### Document extract
>>>

We propose to answer this question by considering a tight coupling between the
environment and cortical representations. If the environment is stable,
cortical representations should remain stable and if the environment suddenly
changes, cortical representations must dynamically adapt themselves and
stabilise again onto the new environment.
Quite obviously, this cannot be achieved using SOM-like algorithms that depends
on a time decreasing learning rate and/or neighbourhood function (SOM, NG, GNG)
and, despite the huge amount of literature [Oja+Al:2003]_ [Kaski+Al:1998]_
around self-organising maps and Kohonen-typed networks (more than 7000 works
listed in [Pöllä+Al:2009]_), there is is surprisingly and comparatively very
little work dealing with online learning (also referred as incremental or
lifelong learning). Furthermore, most of these works are based on incremental
models, that is, networks that create and/or delete nodes as necessary. For
example, the modified GNG model [Fritzke:1997]_ is able to follow
non-stationary distributions by creating nodes like in a regular GNG and
deleting them when they have a too small *utility* parameter. Similarly, the
evolving self-organising map (ESOM, [Deng+Al:2000]_, [Deng+Al:2003]_ is based
on an incremental network quite similar to GNG that creates dynamically based
on the measure of the distance of the winner to the data (but the new node is
created at exact data point instead of the mid-point as in GNG).

<<<

### Data extract
>>>

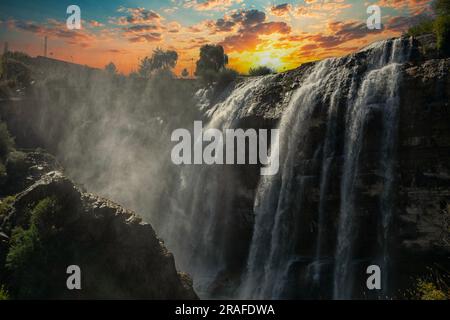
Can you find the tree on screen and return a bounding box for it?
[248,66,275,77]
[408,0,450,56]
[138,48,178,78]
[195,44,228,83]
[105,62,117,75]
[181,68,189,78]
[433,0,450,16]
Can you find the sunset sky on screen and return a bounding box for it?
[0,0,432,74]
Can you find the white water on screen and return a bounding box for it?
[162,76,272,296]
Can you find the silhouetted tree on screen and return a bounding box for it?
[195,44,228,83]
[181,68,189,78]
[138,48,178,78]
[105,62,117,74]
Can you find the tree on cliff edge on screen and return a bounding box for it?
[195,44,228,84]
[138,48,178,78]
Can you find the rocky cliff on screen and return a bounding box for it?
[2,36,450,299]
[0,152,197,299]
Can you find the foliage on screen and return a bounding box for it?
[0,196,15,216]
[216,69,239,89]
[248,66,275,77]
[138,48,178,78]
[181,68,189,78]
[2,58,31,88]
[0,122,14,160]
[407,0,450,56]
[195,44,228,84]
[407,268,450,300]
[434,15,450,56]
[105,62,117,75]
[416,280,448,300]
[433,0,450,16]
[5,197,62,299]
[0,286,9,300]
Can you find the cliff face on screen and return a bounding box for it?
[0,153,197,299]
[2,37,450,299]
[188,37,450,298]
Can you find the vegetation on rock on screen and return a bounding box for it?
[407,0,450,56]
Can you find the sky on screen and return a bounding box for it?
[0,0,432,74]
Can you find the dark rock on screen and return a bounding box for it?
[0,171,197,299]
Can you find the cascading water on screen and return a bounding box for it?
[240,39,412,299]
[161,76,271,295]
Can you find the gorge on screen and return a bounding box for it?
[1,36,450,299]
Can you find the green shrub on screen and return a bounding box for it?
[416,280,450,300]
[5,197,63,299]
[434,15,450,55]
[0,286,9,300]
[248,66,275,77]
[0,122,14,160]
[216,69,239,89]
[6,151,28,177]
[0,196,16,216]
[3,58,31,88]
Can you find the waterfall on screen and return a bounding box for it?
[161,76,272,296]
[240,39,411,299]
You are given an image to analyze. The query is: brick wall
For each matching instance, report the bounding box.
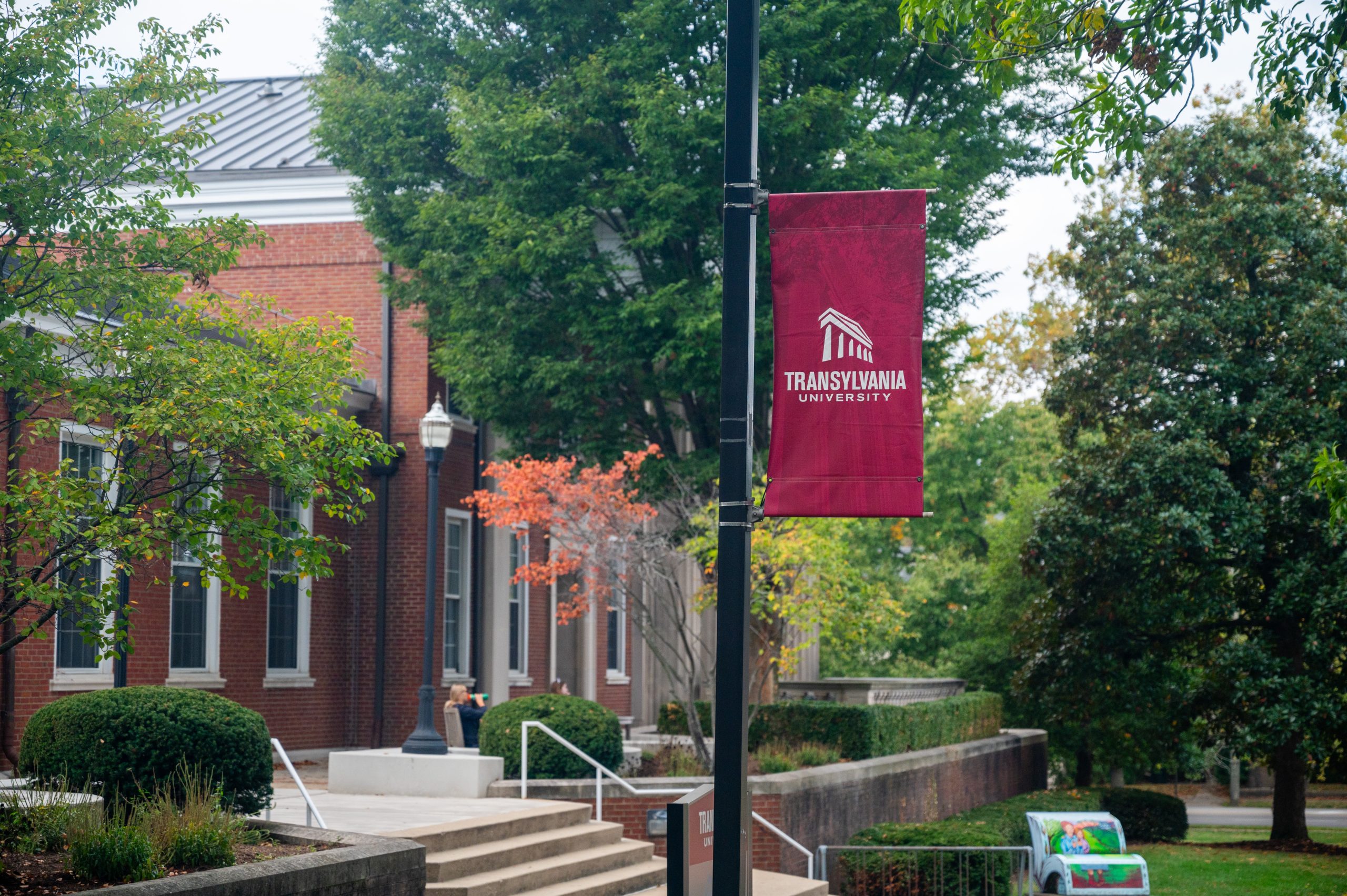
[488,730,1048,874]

<<<

### What to do
[A] In the self-organizing map passage, when does the modified GNG model delete nodes?
[B] Reproduce part of the self-organizing map passage word for word, starting at the words "We propose to" and ending after the words "the new environment.".
The data has nothing to do with the self-organizing map passage.

### Responses by task
[A] It deletes nodes when they have a too small utility parameter.

[B]
We propose to answer this question by considering a tight coupling between the
environment and cortical representations. If the environment is stable,
cortical representations should remain stable and if the environment suddenly
changes, cortical representations must dynamically adapt themselves and
stabilise again onto the new environment.